Coordinate annotation entries.
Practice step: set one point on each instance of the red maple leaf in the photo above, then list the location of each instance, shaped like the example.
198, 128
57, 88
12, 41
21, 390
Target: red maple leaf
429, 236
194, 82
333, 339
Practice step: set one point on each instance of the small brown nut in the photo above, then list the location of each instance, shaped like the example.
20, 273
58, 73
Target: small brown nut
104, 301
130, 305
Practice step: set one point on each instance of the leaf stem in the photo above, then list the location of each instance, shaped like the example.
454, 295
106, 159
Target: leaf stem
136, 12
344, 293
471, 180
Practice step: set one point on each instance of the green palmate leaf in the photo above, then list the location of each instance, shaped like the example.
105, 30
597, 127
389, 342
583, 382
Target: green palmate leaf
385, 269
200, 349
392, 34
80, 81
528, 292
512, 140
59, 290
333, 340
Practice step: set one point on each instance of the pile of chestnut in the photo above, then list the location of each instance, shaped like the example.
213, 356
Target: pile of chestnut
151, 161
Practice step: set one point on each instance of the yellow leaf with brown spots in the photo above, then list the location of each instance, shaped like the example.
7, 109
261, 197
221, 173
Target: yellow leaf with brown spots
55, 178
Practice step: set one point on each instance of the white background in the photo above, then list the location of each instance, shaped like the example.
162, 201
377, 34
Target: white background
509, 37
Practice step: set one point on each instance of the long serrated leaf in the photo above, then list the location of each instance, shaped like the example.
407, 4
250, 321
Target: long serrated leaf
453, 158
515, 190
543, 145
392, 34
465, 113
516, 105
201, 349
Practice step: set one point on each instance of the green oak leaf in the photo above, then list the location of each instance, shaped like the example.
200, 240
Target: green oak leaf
* * *
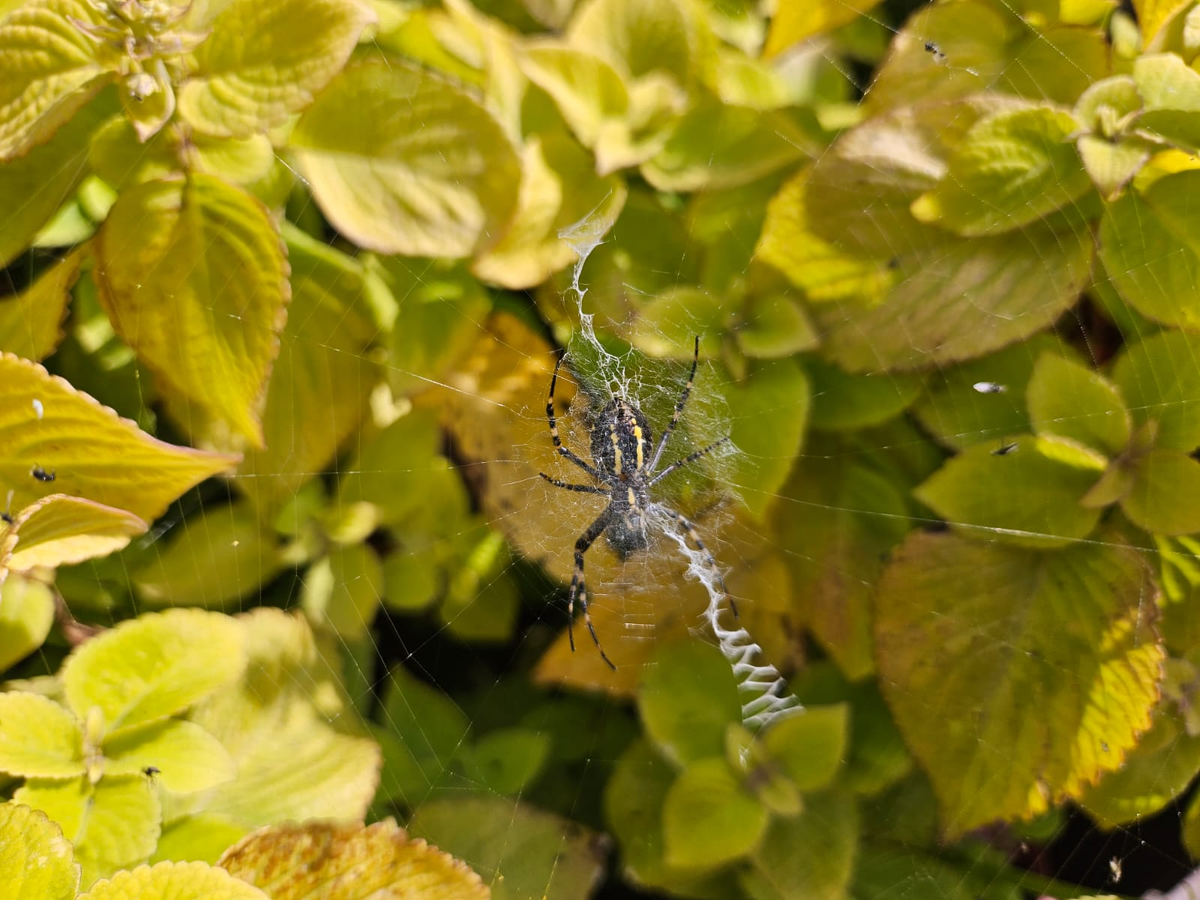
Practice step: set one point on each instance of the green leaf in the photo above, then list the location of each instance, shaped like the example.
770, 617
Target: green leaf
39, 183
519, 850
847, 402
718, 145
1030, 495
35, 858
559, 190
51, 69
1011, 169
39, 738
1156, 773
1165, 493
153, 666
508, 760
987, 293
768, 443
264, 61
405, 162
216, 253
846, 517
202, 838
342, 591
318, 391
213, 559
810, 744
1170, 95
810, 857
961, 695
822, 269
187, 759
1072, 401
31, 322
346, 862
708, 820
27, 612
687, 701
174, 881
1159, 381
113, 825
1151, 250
...
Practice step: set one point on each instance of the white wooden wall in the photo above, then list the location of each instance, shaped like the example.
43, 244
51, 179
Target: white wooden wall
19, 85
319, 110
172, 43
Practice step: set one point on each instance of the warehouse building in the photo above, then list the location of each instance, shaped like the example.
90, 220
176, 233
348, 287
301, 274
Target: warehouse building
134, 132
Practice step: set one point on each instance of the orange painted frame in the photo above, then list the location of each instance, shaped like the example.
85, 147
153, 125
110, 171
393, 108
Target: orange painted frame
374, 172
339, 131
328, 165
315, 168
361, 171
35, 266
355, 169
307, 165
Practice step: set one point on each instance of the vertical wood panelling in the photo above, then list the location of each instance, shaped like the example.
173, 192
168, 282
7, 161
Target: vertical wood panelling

WRITTEN TASK.
Can you recast the stretch of records from the line containing "Practice step: set one point on each instance of the warehouse" through the line containing "Target: vertical wood panelling" as a JSON list of strings, one string per line, leaving out blank lines?

EXERCISE OUTPUT.
[
  "Practice step: set one point on each instance of the warehouse building in the photo above, then list the location of each instance, shaped like the example.",
  "90, 220",
  "176, 233",
  "348, 287",
  "301, 274",
  "Target: warehouse building",
  "134, 132",
  "Practice step: set one point on each instance of the orange painted frame in the photo above, then list the location of each instance, shaped like the example.",
  "85, 147",
  "153, 125",
  "110, 171",
  "393, 108",
  "Target: orange painted frame",
  "374, 172",
  "339, 131",
  "328, 165",
  "315, 168",
  "361, 171",
  "35, 266",
  "355, 169",
  "307, 165",
  "Practice step: set one point on each instance of the vertical wood panelling in the photo above, then list the location of each instance, shaped like the example.",
  "173, 192",
  "168, 282",
  "7, 161",
  "Target: vertical wood panelling"
]